TEXTO EXTRAÍDO:
Salou, siete años. Las primeras vacaciones que recuerdo, tal vez porque antes no hubo otras. Por las calles de Salou se escuchaba Un rayo de sol, y en cada una de sus esquinas, o eso me parecía a mí, había una mole de metal, en la que una pila de pollos ensartados daban vueltas sobre el fuego. Me fascinaba el baile lento de aquellos cuerpos cuasicalcinados y no dejaba de mirarlos; mi padre se acercó ante mi pregunta y me dijo: eso es pollo al ast. Fascinación.

Bacalao con tomate


Doce años. El primer plato que cociné. Mi madre tuvo que salir de viaje, y me dejó el encargo de hacer la comida, cantó las instrucciones y me sentí presa de una gran responsabilidad. De mí dependía que mi padre y hermano se alimentaran ese día, a mí poco me importaba morir de inanición, pero había que darlo todo. Comestible, y según mi padre, que me adora, no se lo digas a tu madre, pero te ha salido mejor que a ella. Amor y mentiras piadosas.

Zarauz, años setenta

Pescado rebozado


Zarauz, entre los nueve y los catorce años. Solíamos veranear en Zarauz, o eso creíamos. En realidad dormíamos en casa, pero todos los días cargábamos el coche con la piragua, la mesa, las sillas, la sombrilla, las bolsas, y el gorro de lunares, y trazábamos la recién estrenada autopista de peaje. Quince minutos y unas  pesetas más tarde acampábamos en la arena dispuestos a todo. En la fiambrera, pescado rebozado frío, con ese sabor que nunca tiene cuando se come bajo techo. Hambre.

Helado de fresa


Los Italianos, años setenta. Otro de los ritos del verano que completaba cada jornada. A la vuelta de Zarauz, mi padre encaminaba el coche hacia el centro de Donosti, y decía: Martita ¿y tú de qué vas a querer el heladito? como si no lo supiera de sobra. De fresa, siempre de fresa, porque en Los Italianos, el helado tenía unos preciosos trozos de fruta  rojos que me atraían poderosamente. Creo que tardé años en probar otro sabor. Dulce rutina.

PROBLEMA PLANTEADO A: Filtra los registros y copia cada línea que contenga la palabra "Guideline", distinguiendo entre mayúsculas y minúsculas.
Los registros no guardan ninguna relación con el texto extraído.

DATOS DISPONIBLES:
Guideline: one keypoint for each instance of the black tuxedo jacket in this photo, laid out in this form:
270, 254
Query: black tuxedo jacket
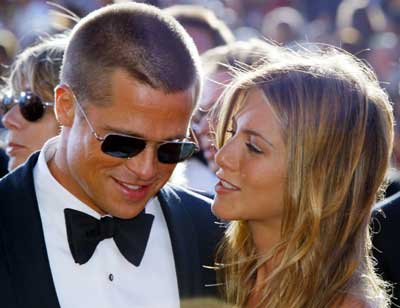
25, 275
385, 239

--

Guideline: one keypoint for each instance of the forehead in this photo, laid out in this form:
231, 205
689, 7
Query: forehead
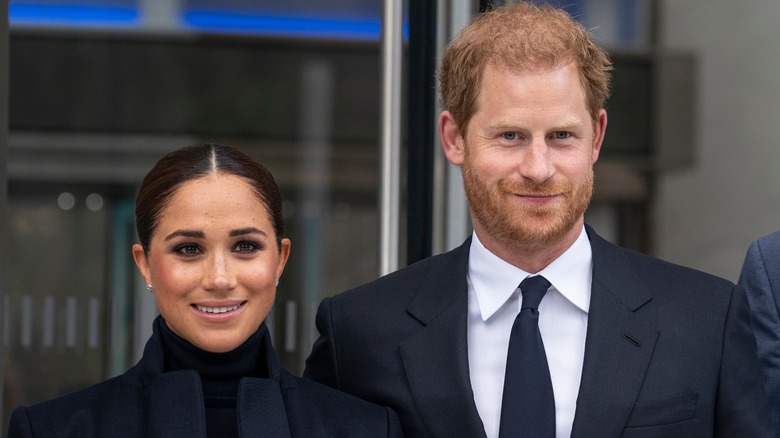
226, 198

PROBLEMA PLANTEADO B: Transcribe el texto extraído completo, sin alterar nada.

RESULTADO OBTENIDO A:
Guideline: one keypoint for each instance of the black tuxedo jacket in this photo, laid out in this form:
Guideline: one keypoint for each instance of the forehead in this photo, laid out in this form:

RESULTADO OBTENIDO B:
Salou, siete años. Las primeras vacaciones que recuerdo, tal vez porque antes no hubo otras. Por las calles de Salou se escuchaba Un rayo de sol, y en cada una de sus esquinas, o eso me parecía a mí, había una mole de metal, en la que una pila de pollos ensartados daban vueltas sobre el fuego. Me fascinaba el baile lento de aquellos cuerpos cuasicalcinados y no dejaba de mirarlos; mi padre se acercó ante mi pregunta y me dijo: eso es pollo al ast. Fascinación.

Bacalao con tomate


Doce años. El primer plato que cociné. Mi madre tuvo que salir de viaje, y me dejó el encargo de hacer la comida, cantó las instrucciones y me sentí presa de una gran responsabilidad. De mí dependía que mi padre y hermano se alimentaran ese día, a mí poco me importaba morir de inanición, pero había que darlo todo. Comestible, y según mi padre, que me adora, no se lo digas a tu madre, pero te ha salido mejor que a ella. Amor y mentiras piadosas.

Zarauz, años setenta

Pescado rebozado


Zarauz, entre los nueve y los catorce años. Solíamos veranear en Zarauz, o eso creíamos. En realidad dormíamos en casa, pero todos los días cargábamos el coche con la piragua, la mesa, las sillas, la sombrilla, las bolsas, y el gorro de lunares, y trazábamos la recién estrenada autopista de peaje. Quince minutos y unas  pesetas más tarde acampábamos en la arena dispuestos a todo. En la fiambrera, pescado rebozado frío, con ese sabor que nunca tiene cuando se come bajo techo. Hambre.

Helado de fresa


Los Italianos, años setenta. Otro de los ritos del verano que completaba cada jornada. A la vuelta de Zarauz, mi padre encaminaba el coche hacia el centro de Donosti, y decía: Martita ¿y tú de qué vas a querer el heladito? como si no lo supiera de sobra. De fresa, siempre de fresa, porque en Los Italianos, el helado tenía unos preciosos trozos de fruta  rojos que me atraían poderosamente. Creo que tardé años en probar otro sabor. Dulce rutina.